[Task requirements]: The data below must be copied in full and without any change.

[Data supplied]:
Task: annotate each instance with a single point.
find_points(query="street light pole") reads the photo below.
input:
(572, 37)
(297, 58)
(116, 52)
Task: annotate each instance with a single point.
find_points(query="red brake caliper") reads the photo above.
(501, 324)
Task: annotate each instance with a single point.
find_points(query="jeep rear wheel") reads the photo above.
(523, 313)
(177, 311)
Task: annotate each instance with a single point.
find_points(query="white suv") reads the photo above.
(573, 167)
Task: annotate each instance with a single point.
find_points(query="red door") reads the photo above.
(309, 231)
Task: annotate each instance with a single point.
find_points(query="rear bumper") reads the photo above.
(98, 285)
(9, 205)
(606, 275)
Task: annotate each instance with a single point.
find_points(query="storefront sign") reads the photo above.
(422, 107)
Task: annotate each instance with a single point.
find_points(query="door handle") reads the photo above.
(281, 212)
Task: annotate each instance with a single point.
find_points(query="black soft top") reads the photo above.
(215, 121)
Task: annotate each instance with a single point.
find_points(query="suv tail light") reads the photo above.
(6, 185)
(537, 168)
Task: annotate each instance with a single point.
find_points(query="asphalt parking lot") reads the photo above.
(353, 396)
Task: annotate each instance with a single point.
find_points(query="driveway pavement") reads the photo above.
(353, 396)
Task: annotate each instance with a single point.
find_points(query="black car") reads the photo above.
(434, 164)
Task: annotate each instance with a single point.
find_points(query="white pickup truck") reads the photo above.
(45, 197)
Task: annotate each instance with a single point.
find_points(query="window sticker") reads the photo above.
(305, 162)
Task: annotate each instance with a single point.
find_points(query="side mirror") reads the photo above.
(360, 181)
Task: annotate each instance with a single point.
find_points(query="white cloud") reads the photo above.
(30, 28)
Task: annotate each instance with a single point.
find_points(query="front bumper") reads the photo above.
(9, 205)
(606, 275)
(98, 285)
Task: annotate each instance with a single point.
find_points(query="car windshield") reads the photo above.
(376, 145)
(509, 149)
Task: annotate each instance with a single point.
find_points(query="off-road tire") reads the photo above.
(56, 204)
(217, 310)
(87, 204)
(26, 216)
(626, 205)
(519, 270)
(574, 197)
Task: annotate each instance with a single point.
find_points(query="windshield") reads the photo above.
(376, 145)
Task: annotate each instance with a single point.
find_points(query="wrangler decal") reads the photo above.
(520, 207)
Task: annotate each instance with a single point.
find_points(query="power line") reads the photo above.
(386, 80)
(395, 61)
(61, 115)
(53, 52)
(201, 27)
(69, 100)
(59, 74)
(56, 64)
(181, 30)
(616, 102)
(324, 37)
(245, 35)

[Solution]:
Task: annotate each instance with a single point.
find_points(query="street light pole") reads the photo below.
input:
(572, 37)
(297, 58)
(116, 52)
Task: annotate each instance with a single point.
find_points(query="red brake caliper") reads the photo above.
(501, 324)
Task: annotate each instance with a single point.
find_points(query="jeep rear wheel") reads the photo above.
(523, 313)
(177, 311)
Task: annotate each instance with a single point.
find_points(query="white suv") reads the photo above.
(573, 167)
Task: annotate each instance with a single point.
find_points(query="red door") reads the photo above.
(309, 231)
Task: annotate each instance with a single point.
find_points(query="rear bumper") reads the photo above.
(98, 285)
(9, 205)
(606, 275)
Task: annotate each instance with a single point.
find_points(query="storefront sign") reads the photo above.
(422, 107)
Task: annotate each instance with a single point.
find_points(query="door handle") reads the photo above.
(281, 212)
Task: annotate each instance with a single point.
find_points(query="black soft top") reads the photo above.
(215, 121)
Task: annotate each instance with a single point.
find_points(query="suv tail light") reads the photo above.
(6, 185)
(537, 168)
Task: annotate each instance with a single point.
find_points(query="asphalt parking lot") reads the photo above.
(353, 396)
Task: annotate each instance with a single point.
find_points(query="driveway pavement") reads the photo above.
(353, 396)
Task: annotate each instance with a single point.
find_points(query="black car") reads the photo above.
(434, 164)
Task: annotate each instance with a single point.
find_points(query="white pickup truck") reads the photo above.
(45, 197)
Task: annotate each instance with a single point.
find_points(query="window sticker") reads the photo above.
(305, 162)
Task: annotate each instance with a single point.
find_points(query="side mirror") reads the photo above.
(360, 181)
Task: annotate each instance with a single point.
find_points(query="white cloud") reads the photo above.
(30, 28)
Task: annotate each instance with a single point.
find_points(query="front bumper") reads the photo above.
(9, 205)
(606, 275)
(98, 285)
Task: annotate each instance with a single point.
find_points(query="car windshield") reads the photo above.
(376, 145)
(509, 149)
Task: annotate each instance with a single point.
find_points(query="off-road tire") reads the photo above.
(56, 204)
(217, 310)
(87, 204)
(26, 216)
(626, 205)
(519, 270)
(574, 197)
Task: annotate each instance with a single point.
find_points(query="windshield") reads the photo above.
(376, 145)
Task: annotate each instance with a single point.
find_points(query="wrangler decal") reads the photo above.
(520, 207)
Task: annotate each instance with a single point.
find_points(query="power line") reads the photo above.
(386, 80)
(395, 61)
(61, 115)
(53, 52)
(201, 27)
(69, 100)
(59, 74)
(56, 64)
(181, 30)
(616, 102)
(324, 37)
(245, 35)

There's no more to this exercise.